Stored data entries
Start of Block

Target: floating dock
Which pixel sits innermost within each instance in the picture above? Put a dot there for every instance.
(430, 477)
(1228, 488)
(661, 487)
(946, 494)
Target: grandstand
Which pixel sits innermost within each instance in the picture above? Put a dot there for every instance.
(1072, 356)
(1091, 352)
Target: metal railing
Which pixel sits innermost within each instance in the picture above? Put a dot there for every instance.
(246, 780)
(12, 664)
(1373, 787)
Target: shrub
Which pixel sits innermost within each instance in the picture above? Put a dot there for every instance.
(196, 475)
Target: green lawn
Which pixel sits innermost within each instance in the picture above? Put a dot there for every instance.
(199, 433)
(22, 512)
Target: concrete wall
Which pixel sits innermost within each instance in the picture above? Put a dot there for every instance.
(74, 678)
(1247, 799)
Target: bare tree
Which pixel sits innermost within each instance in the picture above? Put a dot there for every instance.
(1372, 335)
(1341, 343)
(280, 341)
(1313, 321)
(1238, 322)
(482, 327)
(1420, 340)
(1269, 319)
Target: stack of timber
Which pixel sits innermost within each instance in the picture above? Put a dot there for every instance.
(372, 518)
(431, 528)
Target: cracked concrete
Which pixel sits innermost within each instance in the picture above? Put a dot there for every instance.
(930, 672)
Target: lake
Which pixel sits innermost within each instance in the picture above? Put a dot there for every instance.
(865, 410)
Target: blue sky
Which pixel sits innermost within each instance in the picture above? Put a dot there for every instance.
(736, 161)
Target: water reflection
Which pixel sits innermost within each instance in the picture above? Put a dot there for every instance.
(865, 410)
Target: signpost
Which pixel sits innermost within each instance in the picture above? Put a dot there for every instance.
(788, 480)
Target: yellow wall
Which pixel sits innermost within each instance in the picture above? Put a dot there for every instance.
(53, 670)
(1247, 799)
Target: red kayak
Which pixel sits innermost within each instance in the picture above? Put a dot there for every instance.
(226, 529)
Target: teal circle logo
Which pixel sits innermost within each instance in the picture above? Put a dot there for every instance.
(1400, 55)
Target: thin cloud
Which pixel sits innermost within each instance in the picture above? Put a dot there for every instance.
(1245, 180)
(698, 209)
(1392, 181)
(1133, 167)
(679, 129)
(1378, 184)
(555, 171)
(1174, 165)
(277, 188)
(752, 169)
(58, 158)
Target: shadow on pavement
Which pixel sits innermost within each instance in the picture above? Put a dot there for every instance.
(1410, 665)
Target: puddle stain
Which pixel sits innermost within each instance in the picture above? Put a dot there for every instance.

End of Block

# [PROBLEM]
Would you copy all lines in the records where the string "concrete" appears?

# [SOLUTION FOR THIS PROBLEM]
Target: concrete wall
Target: cracked concrete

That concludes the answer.